#### Data entries
=-=-=-=-=

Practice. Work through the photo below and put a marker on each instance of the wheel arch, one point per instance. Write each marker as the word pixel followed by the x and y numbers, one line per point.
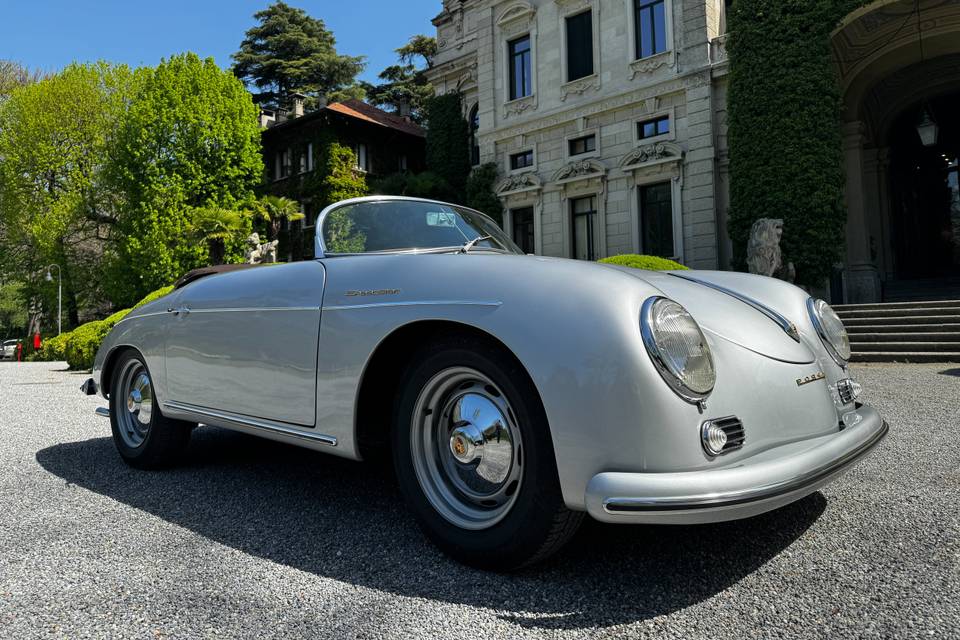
pixel 381 378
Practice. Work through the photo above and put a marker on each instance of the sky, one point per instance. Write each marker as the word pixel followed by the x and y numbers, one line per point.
pixel 49 34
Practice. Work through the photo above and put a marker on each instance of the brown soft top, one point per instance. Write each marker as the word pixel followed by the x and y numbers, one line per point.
pixel 203 272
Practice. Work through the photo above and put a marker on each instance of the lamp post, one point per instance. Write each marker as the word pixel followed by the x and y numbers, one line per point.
pixel 59 293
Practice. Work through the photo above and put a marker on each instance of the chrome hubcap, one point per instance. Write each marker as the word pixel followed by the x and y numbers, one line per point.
pixel 466 448
pixel 135 386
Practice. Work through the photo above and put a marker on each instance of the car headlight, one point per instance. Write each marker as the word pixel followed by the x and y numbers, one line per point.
pixel 678 348
pixel 831 330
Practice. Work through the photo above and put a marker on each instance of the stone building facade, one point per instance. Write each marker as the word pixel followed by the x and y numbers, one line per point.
pixel 605 117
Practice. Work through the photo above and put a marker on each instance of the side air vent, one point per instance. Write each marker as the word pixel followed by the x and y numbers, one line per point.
pixel 722 435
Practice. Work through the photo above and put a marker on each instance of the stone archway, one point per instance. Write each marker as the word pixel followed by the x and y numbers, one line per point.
pixel 878 56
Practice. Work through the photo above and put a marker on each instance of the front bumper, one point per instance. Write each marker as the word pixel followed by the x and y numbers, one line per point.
pixel 763 482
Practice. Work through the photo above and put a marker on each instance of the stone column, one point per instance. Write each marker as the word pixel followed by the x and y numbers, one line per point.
pixel 861 282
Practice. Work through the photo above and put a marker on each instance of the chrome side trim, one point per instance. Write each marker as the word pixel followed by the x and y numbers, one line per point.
pixel 766 492
pixel 254 423
pixel 788 327
pixel 252 309
pixel 414 303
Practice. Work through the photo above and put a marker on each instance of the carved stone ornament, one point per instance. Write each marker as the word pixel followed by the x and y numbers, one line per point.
pixel 519 182
pixel 517 107
pixel 763 250
pixel 657 152
pixel 580 170
pixel 579 87
pixel 651 64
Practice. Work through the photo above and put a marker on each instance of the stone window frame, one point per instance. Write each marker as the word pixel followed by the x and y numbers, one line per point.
pixel 509 170
pixel 566 9
pixel 595 131
pixel 648 64
pixel 670 136
pixel 517 20
pixel 672 172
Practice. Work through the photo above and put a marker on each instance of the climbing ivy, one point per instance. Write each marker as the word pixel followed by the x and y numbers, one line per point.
pixel 786 159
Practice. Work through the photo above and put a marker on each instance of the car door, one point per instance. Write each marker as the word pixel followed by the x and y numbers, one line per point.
pixel 245 342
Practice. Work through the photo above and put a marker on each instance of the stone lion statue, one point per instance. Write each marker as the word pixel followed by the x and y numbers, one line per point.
pixel 257 253
pixel 763 250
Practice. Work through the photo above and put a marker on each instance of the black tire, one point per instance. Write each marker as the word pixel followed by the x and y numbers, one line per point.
pixel 162 441
pixel 538 523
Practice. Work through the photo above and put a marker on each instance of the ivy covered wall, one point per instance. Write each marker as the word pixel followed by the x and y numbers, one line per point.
pixel 786 156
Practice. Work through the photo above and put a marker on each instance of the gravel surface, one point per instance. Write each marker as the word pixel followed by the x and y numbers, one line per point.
pixel 256 539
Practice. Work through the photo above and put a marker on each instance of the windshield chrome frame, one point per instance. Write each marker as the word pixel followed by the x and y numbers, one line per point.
pixel 320 251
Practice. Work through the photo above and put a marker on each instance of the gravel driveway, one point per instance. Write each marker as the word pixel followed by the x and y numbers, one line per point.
pixel 256 539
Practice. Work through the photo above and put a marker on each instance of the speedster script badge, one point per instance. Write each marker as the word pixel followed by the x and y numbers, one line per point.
pixel 813 377
pixel 374 292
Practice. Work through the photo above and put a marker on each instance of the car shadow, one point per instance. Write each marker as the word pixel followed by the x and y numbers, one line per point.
pixel 346 520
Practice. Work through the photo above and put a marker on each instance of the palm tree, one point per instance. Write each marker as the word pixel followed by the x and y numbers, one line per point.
pixel 216 225
pixel 274 209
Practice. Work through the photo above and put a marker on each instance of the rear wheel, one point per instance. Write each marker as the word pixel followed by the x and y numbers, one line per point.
pixel 144 437
pixel 474 458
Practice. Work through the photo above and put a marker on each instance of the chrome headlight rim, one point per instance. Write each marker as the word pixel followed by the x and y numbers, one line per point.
pixel 655 352
pixel 814 312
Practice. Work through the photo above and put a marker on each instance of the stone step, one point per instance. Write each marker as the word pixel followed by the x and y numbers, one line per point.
pixel 912 347
pixel 899 312
pixel 905 356
pixel 890 327
pixel 902 320
pixel 841 309
pixel 857 339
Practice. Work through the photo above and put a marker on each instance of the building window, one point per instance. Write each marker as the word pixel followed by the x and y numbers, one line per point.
pixel 583 144
pixel 284 163
pixel 584 214
pixel 521 81
pixel 474 143
pixel 521 160
pixel 363 158
pixel 651 27
pixel 521 221
pixel 653 128
pixel 656 220
pixel 579 46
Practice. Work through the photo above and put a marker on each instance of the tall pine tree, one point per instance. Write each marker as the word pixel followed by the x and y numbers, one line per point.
pixel 290 52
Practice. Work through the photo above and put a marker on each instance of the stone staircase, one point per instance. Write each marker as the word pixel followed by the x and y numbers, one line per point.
pixel 916 331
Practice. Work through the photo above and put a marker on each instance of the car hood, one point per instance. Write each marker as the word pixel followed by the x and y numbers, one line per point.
pixel 727 317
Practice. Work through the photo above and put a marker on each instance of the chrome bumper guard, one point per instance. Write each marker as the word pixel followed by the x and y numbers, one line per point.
pixel 751 486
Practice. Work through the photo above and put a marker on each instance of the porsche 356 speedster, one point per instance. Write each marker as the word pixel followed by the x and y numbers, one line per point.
pixel 514 393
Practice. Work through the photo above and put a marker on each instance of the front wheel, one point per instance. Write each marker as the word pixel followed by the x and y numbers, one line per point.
pixel 474 457
pixel 144 437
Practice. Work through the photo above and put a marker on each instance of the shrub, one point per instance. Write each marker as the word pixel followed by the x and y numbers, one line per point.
pixel 648 263
pixel 84 341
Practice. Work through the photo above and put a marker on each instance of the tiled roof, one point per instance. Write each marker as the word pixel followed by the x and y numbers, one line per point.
pixel 363 111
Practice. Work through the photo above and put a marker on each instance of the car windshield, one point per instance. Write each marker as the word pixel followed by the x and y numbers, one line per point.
pixel 403 225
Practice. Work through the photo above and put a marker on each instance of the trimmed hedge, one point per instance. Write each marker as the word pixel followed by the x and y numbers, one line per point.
pixel 786 157
pixel 79 347
pixel 647 263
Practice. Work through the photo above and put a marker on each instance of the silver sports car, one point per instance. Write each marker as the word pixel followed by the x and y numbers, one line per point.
pixel 514 393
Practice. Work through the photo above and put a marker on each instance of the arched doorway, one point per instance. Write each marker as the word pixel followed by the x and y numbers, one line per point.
pixel 925 192
pixel 897 59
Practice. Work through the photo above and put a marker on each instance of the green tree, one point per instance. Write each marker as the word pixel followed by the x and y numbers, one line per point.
pixel 274 209
pixel 290 52
pixel 448 154
pixel 14 75
pixel 54 199
pixel 406 88
pixel 190 141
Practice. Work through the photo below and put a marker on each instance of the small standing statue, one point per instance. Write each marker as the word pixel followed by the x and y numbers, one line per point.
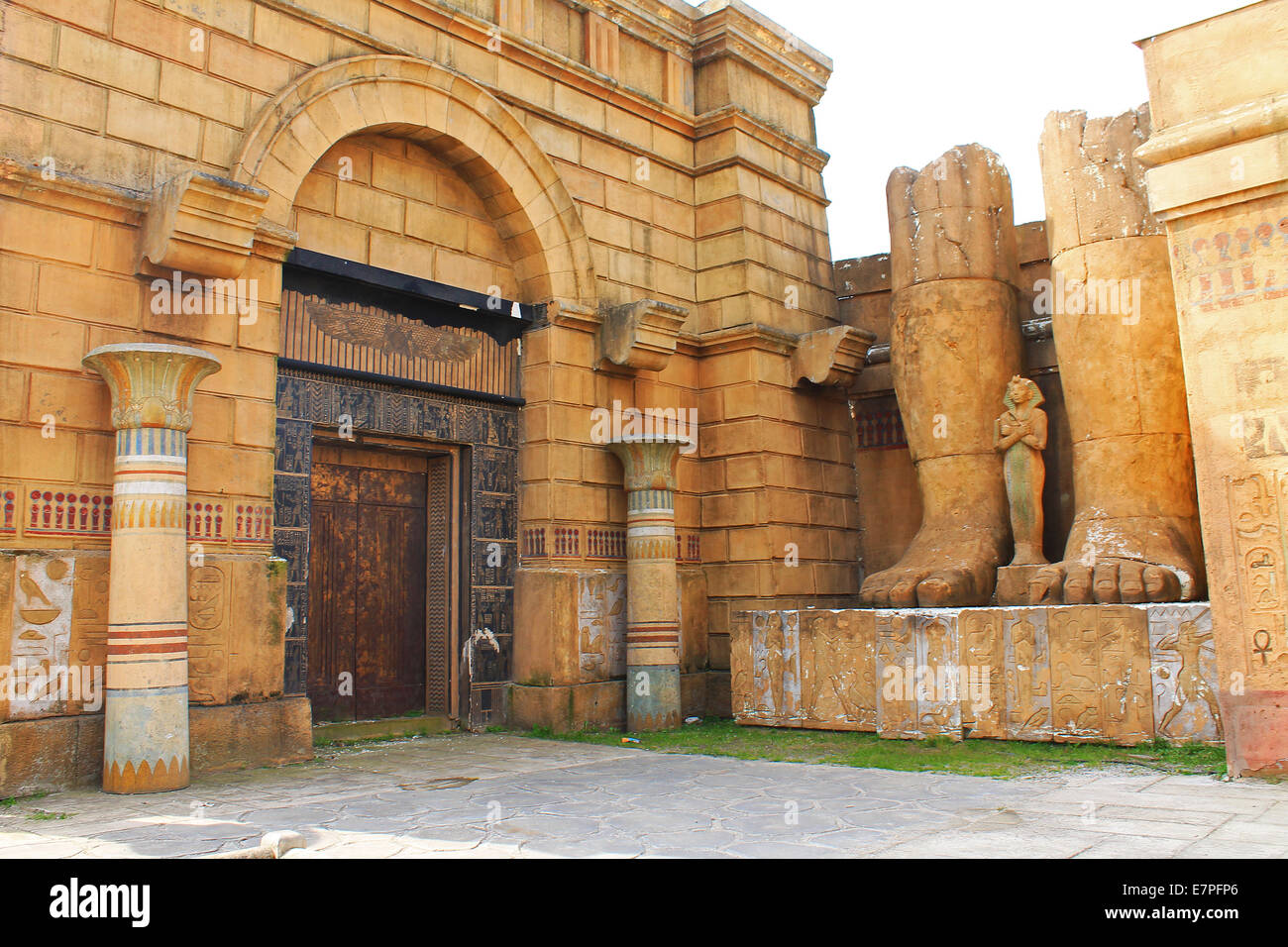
pixel 1020 436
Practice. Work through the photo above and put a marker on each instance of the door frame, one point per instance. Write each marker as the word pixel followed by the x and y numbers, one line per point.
pixel 458 566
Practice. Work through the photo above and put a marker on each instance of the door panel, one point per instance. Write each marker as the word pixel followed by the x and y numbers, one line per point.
pixel 368 574
pixel 333 608
pixel 390 592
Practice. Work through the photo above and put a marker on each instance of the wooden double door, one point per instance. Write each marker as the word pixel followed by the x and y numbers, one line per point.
pixel 378 561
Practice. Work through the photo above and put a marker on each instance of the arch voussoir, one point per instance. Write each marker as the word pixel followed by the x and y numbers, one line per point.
pixel 481 137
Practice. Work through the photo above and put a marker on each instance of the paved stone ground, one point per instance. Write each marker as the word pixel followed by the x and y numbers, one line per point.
pixel 510 796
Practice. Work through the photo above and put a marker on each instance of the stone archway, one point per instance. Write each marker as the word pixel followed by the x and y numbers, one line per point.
pixel 476 133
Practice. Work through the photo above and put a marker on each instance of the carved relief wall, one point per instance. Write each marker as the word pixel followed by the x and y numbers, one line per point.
pixel 1122 674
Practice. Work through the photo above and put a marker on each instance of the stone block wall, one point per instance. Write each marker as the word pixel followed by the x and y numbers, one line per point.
pixel 574 157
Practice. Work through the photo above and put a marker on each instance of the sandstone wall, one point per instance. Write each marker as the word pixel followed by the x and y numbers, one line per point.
pixel 658 151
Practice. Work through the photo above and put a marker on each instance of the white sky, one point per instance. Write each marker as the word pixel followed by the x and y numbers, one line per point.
pixel 914 77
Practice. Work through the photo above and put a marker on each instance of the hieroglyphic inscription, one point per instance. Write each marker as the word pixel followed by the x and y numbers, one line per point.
pixel 1184 671
pixel 601 625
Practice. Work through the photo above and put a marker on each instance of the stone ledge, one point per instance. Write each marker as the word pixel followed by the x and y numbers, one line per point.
pixel 601 703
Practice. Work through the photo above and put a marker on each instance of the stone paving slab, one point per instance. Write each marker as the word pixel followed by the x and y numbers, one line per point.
pixel 506 796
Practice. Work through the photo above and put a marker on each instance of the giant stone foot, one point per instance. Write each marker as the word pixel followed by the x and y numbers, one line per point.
pixel 1129 560
pixel 944 566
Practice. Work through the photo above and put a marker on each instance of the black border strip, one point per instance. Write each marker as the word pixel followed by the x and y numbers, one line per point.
pixel 476 303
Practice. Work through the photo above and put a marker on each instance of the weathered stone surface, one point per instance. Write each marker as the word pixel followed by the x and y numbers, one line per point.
pixel 1218 163
pixel 1020 437
pixel 1067 673
pixel 956 337
pixel 1134 532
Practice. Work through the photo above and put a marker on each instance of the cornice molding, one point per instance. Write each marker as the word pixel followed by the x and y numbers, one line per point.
pixel 69 192
pixel 201 223
pixel 642 335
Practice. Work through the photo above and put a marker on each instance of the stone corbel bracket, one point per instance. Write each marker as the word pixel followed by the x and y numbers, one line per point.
pixel 200 223
pixel 642 334
pixel 831 356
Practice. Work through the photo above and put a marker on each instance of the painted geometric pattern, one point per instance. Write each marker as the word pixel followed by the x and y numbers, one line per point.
pixel 62 510
pixel 1122 674
pixel 601 543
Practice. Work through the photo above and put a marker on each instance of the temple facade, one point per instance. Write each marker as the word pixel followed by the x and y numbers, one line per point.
pixel 484 363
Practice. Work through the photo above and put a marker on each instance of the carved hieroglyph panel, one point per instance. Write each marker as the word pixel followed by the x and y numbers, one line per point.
pixel 838 671
pixel 40 634
pixel 741 673
pixel 209 598
pixel 1257 508
pixel 89 626
pixel 938 681
pixel 776 668
pixel 1122 643
pixel 1074 674
pixel 1184 674
pixel 601 625
pixel 983 673
pixel 1028 674
pixel 1100 674
pixel 897 667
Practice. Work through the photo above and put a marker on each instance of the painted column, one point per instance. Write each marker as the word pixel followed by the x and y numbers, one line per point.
pixel 146 701
pixel 652 609
pixel 1218 178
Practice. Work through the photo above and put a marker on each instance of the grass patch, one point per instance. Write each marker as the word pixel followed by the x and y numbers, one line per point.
pixel 42 815
pixel 13 800
pixel 995 758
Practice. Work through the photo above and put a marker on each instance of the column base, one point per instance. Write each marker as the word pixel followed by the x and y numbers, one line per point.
pixel 161 777
pixel 1256 733
pixel 601 703
pixel 652 697
pixel 60 753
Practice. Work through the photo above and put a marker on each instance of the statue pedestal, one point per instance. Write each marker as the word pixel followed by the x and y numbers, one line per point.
pixel 1013 583
pixel 1120 674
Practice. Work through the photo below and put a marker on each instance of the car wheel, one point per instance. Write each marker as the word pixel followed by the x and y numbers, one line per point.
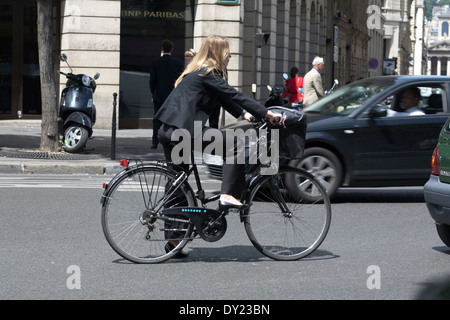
pixel 444 233
pixel 324 166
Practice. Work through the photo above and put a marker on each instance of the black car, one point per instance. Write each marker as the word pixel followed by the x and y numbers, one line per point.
pixel 359 136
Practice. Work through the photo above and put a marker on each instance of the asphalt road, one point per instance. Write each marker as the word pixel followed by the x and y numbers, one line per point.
pixel 382 245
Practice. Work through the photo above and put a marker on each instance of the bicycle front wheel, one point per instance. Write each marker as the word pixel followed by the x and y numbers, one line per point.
pixel 281 223
pixel 131 215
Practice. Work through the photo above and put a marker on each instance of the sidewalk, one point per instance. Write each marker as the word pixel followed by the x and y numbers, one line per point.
pixel 20 141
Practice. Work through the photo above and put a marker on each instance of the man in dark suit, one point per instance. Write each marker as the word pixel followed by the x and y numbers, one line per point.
pixel 165 70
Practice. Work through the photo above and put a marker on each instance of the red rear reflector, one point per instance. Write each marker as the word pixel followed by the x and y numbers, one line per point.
pixel 434 162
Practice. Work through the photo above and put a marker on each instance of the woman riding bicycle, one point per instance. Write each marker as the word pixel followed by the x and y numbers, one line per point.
pixel 201 89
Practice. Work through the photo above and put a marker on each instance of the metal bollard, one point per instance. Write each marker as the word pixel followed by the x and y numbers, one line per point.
pixel 113 133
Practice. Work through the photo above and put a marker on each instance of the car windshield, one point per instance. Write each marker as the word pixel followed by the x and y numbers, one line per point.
pixel 347 99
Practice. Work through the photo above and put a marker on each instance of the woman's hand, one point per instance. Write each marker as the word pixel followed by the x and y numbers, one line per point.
pixel 275 118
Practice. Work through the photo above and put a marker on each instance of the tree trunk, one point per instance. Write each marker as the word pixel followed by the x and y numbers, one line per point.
pixel 49 126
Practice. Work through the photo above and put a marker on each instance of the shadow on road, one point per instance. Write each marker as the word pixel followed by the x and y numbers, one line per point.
pixel 381 195
pixel 237 253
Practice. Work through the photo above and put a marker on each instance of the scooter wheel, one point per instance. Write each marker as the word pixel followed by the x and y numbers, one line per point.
pixel 75 138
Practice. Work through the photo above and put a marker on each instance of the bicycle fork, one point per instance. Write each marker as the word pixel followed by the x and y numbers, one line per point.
pixel 276 193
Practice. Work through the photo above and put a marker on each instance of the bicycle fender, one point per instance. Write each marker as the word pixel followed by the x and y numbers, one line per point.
pixel 126 170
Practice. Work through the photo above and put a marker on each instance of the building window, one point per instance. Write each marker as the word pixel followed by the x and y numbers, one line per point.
pixel 445 29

=-=-=-=-=

#### Your task
Give again the part of the material that opens with the line containing "stone staircase, one" and closes with the line containing "pixel 727 317", with "car hood" renamed to "engine hood" and every other word left as it stands.

#### Solved exercise
Practice. Work through the photo above and put a marker on each instance of the stone staircase, one point per instance. Write each marker as the word pixel followed by the x and y numbers, one line per point.
pixel 916 331
Practice. Work through the photo above and put a marker on each instance of the engine hood, one point per instance. Write each marker as the word pixel followed by the x and y numbers, one line per point.
pixel 727 317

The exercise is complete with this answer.